Transcribed word for word, the lines below from the one with "football jersey, one" through the last line of the records form the answer; no picture is to be included.

## Dataset extract
:::

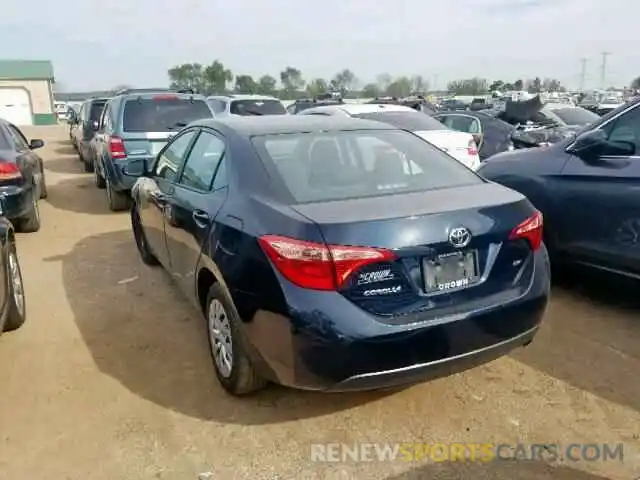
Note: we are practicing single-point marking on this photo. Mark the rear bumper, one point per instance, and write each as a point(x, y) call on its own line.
point(327, 343)
point(18, 200)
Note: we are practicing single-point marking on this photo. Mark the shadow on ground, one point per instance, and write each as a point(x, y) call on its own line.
point(591, 336)
point(496, 470)
point(80, 195)
point(141, 332)
point(66, 164)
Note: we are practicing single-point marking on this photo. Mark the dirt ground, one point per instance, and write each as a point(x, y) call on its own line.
point(110, 378)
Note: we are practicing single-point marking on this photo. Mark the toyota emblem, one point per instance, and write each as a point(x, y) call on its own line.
point(459, 237)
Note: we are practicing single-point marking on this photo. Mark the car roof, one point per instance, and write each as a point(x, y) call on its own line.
point(281, 124)
point(359, 108)
point(242, 96)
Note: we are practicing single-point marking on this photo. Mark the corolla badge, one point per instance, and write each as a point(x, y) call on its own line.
point(459, 237)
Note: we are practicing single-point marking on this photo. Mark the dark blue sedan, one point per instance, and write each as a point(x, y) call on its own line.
point(339, 254)
point(588, 188)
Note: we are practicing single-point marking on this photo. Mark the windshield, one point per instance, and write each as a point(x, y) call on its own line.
point(576, 115)
point(326, 166)
point(257, 107)
point(412, 121)
point(161, 114)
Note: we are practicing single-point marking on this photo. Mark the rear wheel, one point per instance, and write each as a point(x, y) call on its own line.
point(147, 257)
point(231, 362)
point(16, 314)
point(116, 200)
point(31, 221)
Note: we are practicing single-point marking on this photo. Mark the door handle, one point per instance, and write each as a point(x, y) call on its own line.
point(201, 218)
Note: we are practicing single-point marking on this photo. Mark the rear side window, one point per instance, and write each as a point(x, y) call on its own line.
point(96, 111)
point(161, 114)
point(412, 121)
point(325, 166)
point(257, 107)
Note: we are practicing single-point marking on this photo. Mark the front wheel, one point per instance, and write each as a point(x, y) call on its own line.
point(233, 366)
point(16, 305)
point(31, 221)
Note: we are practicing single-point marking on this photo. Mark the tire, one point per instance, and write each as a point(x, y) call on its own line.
point(17, 312)
point(98, 180)
point(31, 221)
point(117, 201)
point(240, 378)
point(43, 184)
point(139, 236)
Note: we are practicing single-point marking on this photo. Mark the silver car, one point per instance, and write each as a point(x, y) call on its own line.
point(246, 105)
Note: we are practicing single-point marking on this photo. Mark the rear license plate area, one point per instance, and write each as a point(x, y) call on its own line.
point(450, 271)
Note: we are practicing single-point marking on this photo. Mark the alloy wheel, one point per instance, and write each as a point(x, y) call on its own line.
point(220, 335)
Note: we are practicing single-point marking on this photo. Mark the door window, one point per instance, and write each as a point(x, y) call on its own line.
point(202, 162)
point(19, 139)
point(626, 129)
point(169, 161)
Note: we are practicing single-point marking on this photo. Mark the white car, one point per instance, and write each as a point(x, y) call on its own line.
point(460, 145)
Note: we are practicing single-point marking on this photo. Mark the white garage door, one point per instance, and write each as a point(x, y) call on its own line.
point(15, 106)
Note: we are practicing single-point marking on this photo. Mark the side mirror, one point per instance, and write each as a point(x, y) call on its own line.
point(136, 168)
point(36, 143)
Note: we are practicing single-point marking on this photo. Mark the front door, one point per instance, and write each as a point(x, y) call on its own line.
point(602, 199)
point(196, 200)
point(154, 192)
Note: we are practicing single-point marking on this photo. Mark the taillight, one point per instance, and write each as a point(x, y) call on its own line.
point(472, 149)
point(9, 171)
point(530, 230)
point(318, 266)
point(116, 148)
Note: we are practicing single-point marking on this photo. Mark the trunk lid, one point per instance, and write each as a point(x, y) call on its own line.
point(430, 273)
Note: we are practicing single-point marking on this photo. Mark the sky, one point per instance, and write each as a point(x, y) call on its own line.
point(99, 44)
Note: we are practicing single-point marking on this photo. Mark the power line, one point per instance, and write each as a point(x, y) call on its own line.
point(583, 73)
point(603, 70)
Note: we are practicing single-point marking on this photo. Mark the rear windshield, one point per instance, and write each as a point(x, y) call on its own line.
point(325, 166)
point(412, 121)
point(162, 114)
point(576, 115)
point(257, 107)
point(96, 111)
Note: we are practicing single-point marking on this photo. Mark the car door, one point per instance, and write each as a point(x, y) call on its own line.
point(28, 162)
point(194, 204)
point(152, 192)
point(600, 202)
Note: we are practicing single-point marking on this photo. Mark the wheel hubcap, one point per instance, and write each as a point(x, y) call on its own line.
point(220, 334)
point(16, 283)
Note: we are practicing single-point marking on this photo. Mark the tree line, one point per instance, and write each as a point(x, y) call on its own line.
point(215, 78)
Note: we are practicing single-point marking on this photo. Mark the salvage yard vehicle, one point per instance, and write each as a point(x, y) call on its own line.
point(84, 126)
point(587, 187)
point(246, 105)
point(333, 253)
point(136, 124)
point(459, 145)
point(13, 311)
point(22, 177)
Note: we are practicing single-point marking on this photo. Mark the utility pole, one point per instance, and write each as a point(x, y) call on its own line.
point(583, 73)
point(603, 70)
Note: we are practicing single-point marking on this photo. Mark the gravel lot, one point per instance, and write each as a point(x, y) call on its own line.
point(110, 377)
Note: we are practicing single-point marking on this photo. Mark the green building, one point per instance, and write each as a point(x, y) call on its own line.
point(26, 92)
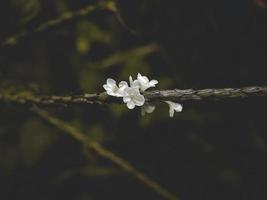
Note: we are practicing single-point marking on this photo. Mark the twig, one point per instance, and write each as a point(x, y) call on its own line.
point(105, 153)
point(68, 16)
point(152, 96)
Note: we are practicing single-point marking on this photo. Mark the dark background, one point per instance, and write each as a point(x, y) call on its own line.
point(212, 150)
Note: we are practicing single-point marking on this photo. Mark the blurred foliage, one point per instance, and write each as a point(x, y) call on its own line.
point(35, 139)
point(212, 150)
point(26, 9)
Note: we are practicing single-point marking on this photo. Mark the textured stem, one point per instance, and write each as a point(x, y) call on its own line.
point(105, 153)
point(153, 96)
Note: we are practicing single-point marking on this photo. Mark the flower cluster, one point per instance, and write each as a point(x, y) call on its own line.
point(132, 93)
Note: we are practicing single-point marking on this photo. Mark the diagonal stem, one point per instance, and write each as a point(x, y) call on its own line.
point(152, 96)
point(105, 153)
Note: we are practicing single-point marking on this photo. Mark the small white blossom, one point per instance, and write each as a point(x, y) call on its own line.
point(132, 97)
point(147, 108)
point(174, 107)
point(112, 88)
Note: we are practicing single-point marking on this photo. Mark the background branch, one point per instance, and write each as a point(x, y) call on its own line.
point(156, 95)
point(105, 153)
point(68, 16)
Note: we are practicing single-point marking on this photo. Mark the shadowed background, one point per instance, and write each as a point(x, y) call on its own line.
point(212, 150)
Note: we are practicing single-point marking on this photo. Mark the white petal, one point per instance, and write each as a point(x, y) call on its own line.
point(139, 100)
point(149, 108)
point(111, 82)
point(106, 87)
point(130, 105)
point(171, 111)
point(152, 83)
point(143, 112)
point(130, 80)
point(142, 79)
point(135, 84)
point(126, 99)
point(123, 84)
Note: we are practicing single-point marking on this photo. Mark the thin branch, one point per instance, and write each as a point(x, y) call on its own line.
point(105, 153)
point(67, 17)
point(152, 96)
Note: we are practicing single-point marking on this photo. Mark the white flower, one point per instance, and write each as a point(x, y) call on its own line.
point(132, 97)
point(174, 107)
point(144, 82)
point(113, 90)
point(134, 83)
point(147, 108)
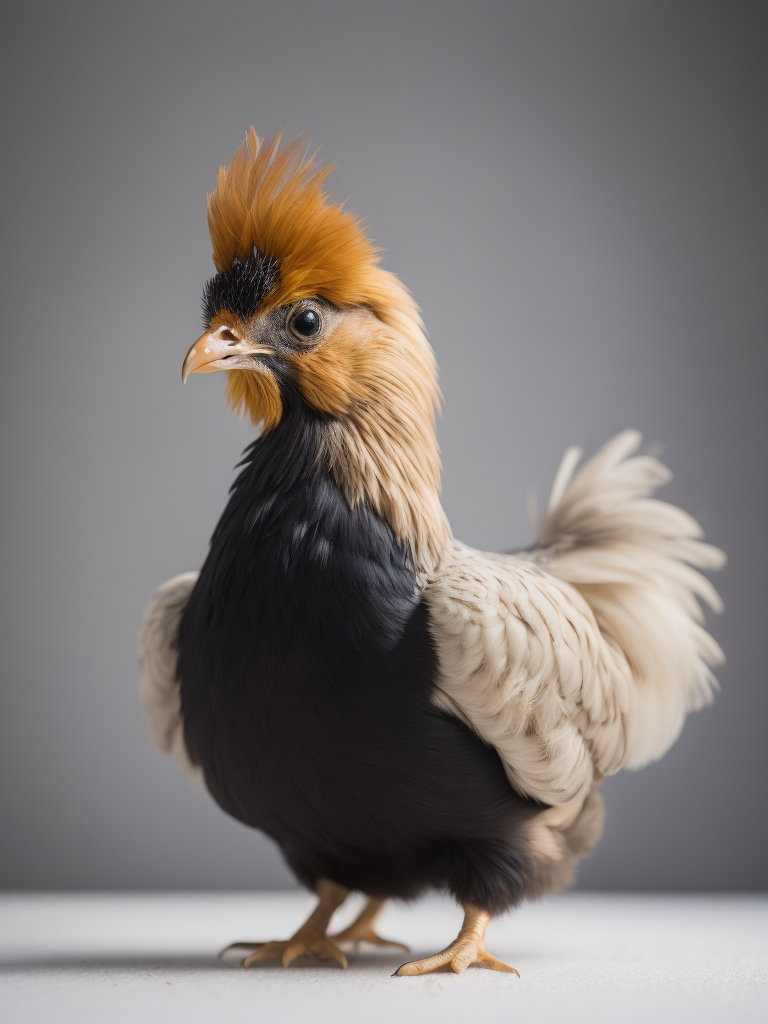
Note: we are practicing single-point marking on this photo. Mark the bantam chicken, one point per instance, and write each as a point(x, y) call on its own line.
point(397, 711)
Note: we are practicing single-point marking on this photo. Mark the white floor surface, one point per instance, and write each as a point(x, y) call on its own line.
point(582, 957)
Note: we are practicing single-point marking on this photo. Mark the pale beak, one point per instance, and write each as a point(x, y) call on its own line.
point(218, 350)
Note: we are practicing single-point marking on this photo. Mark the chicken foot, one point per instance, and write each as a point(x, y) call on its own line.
point(361, 929)
point(311, 939)
point(468, 948)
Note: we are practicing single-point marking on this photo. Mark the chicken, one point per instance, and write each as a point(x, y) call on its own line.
point(398, 711)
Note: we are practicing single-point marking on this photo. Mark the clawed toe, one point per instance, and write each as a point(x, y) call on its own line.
point(300, 945)
point(468, 948)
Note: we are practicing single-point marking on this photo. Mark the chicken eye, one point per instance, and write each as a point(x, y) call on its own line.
point(306, 324)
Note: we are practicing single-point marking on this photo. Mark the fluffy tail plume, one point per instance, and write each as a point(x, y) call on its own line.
point(635, 559)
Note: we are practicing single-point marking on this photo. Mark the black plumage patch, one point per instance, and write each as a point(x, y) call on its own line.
point(306, 670)
point(242, 288)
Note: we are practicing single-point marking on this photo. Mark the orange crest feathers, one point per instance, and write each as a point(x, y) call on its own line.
point(273, 200)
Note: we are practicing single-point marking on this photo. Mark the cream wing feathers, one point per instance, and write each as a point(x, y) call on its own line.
point(158, 688)
point(585, 654)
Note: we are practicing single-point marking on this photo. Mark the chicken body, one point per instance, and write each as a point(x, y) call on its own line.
point(318, 725)
point(397, 711)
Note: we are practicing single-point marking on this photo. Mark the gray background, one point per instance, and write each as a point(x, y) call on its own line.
point(576, 194)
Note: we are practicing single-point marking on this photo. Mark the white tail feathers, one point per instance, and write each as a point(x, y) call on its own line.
point(635, 559)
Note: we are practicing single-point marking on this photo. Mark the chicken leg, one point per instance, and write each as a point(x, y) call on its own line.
point(361, 929)
point(468, 948)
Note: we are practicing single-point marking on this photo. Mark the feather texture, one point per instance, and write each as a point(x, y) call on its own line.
point(585, 654)
point(159, 688)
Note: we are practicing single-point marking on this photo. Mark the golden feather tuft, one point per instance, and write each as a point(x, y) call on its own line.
point(273, 200)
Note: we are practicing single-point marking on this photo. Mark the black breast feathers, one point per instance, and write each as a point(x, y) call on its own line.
point(306, 670)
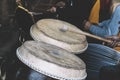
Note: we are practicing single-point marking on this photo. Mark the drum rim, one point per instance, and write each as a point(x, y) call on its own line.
point(47, 73)
point(59, 43)
point(40, 65)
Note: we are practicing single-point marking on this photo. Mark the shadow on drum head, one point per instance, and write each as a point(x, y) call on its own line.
point(26, 73)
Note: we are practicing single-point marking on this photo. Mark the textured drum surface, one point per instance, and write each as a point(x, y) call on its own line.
point(59, 33)
point(51, 61)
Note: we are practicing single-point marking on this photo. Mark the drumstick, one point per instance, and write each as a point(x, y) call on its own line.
point(65, 28)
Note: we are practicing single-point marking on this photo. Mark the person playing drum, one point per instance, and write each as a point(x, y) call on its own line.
point(108, 27)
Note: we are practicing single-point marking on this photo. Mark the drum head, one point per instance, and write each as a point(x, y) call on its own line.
point(51, 61)
point(59, 33)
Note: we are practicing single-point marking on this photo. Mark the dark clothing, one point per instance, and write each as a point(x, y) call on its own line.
point(75, 11)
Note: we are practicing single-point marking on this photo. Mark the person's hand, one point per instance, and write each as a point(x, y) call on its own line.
point(114, 41)
point(87, 25)
point(52, 9)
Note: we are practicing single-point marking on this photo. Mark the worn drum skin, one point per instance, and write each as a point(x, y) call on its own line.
point(59, 33)
point(51, 61)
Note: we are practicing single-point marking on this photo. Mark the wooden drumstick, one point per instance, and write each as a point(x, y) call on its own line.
point(65, 28)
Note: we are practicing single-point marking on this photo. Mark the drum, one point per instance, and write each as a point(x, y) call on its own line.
point(59, 33)
point(51, 61)
point(97, 56)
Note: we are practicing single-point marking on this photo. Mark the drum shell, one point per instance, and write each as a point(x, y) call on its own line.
point(54, 71)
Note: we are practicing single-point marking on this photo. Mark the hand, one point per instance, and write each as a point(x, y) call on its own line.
point(87, 25)
point(60, 4)
point(114, 41)
point(52, 10)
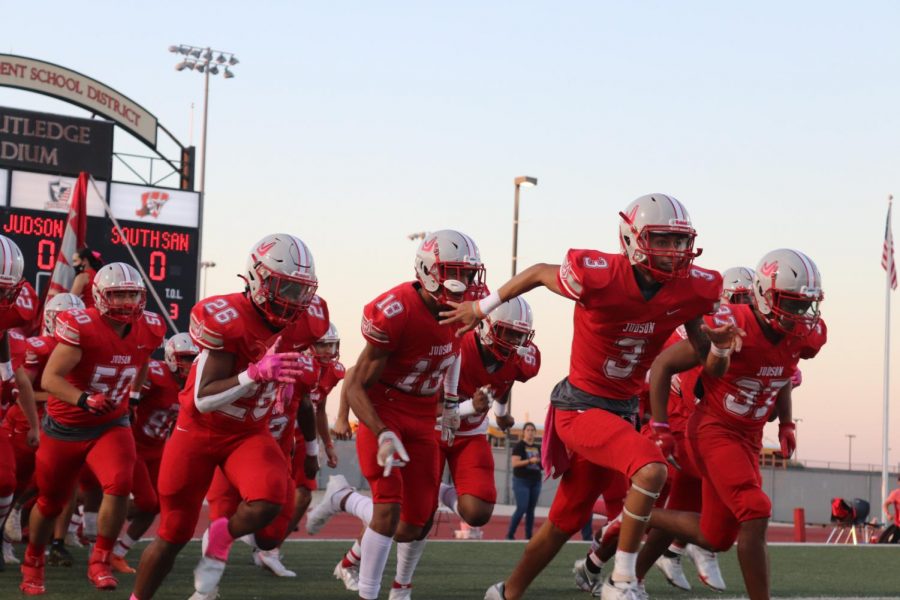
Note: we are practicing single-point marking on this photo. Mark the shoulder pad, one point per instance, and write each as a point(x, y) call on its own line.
point(215, 322)
point(707, 284)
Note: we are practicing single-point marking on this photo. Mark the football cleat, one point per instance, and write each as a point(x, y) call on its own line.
point(9, 556)
point(32, 576)
point(707, 567)
point(673, 571)
point(496, 592)
point(584, 579)
point(120, 565)
point(271, 560)
point(99, 571)
point(349, 575)
point(621, 590)
point(13, 526)
point(329, 506)
point(400, 591)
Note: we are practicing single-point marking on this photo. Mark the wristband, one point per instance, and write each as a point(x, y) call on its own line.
point(312, 448)
point(720, 352)
point(488, 304)
point(244, 378)
point(466, 409)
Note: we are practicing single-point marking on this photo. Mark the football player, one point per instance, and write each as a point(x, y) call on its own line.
point(627, 305)
point(18, 428)
point(394, 389)
point(724, 435)
point(249, 342)
point(102, 353)
point(155, 409)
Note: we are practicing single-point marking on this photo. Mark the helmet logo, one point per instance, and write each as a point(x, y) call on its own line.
point(769, 269)
point(264, 248)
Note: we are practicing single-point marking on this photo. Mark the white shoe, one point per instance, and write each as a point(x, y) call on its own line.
point(324, 510)
point(622, 590)
point(584, 579)
point(707, 567)
point(271, 559)
point(349, 575)
point(13, 526)
point(673, 571)
point(8, 556)
point(400, 593)
point(207, 573)
point(495, 592)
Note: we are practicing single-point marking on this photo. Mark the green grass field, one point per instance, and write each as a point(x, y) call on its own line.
point(463, 570)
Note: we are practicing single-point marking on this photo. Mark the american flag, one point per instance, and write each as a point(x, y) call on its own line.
point(887, 253)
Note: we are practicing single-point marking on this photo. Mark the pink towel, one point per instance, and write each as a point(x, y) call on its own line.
point(554, 454)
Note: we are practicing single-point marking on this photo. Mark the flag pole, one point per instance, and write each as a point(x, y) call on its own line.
point(887, 363)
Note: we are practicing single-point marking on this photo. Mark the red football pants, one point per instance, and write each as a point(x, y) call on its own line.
point(58, 465)
point(253, 463)
point(603, 446)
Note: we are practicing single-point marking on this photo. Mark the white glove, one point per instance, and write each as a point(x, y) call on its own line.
point(391, 452)
point(450, 419)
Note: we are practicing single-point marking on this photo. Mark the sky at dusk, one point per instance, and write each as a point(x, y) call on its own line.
point(354, 124)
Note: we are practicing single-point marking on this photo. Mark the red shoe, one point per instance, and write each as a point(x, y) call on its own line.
point(32, 575)
point(100, 572)
point(120, 565)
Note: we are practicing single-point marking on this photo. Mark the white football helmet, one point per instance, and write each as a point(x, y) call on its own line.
point(787, 287)
point(12, 270)
point(662, 215)
point(57, 304)
point(507, 330)
point(327, 349)
point(180, 353)
point(737, 285)
point(281, 277)
point(119, 292)
point(448, 265)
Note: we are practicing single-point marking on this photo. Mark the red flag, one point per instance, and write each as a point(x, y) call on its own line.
point(73, 238)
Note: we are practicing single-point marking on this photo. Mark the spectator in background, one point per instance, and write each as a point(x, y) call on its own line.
point(527, 471)
point(86, 262)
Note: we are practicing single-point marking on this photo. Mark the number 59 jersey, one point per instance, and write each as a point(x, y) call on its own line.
point(421, 348)
point(745, 396)
point(232, 324)
point(617, 332)
point(109, 364)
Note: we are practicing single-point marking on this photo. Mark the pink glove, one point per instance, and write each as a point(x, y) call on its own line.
point(787, 435)
point(283, 367)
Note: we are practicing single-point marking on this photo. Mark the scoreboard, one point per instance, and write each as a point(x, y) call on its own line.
point(160, 224)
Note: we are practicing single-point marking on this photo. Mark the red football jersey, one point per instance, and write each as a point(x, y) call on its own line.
point(473, 375)
point(232, 324)
point(327, 377)
point(421, 348)
point(745, 396)
point(109, 364)
point(156, 413)
point(617, 332)
point(24, 312)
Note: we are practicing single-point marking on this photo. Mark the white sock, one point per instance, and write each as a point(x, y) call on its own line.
point(5, 507)
point(359, 506)
point(448, 496)
point(123, 545)
point(408, 555)
point(624, 569)
point(90, 524)
point(375, 551)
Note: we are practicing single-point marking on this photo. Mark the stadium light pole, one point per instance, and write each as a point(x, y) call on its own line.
point(850, 437)
point(526, 181)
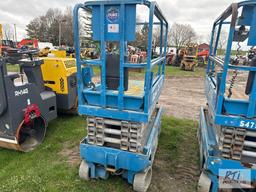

:::

## Final answer
Note: we are practicing single-point marking on this photo. Mark the red football jersey, one point per instance, and write each as a point(x, y) call on its own line.
point(473, 375)
point(232, 324)
point(327, 377)
point(421, 348)
point(745, 396)
point(109, 364)
point(156, 413)
point(617, 332)
point(24, 312)
Note: we are practicing single-point marking on this photo. Mark the white sock, one point per instance, and write each as a point(x, y) call on its own line.
point(5, 507)
point(359, 506)
point(448, 496)
point(123, 545)
point(408, 555)
point(624, 569)
point(90, 524)
point(375, 551)
Note: we are practicing single-point marking on this photo. Mark the stadium light pole, one point per instance, and write each as a point(x, y) call on its own line.
point(850, 437)
point(526, 181)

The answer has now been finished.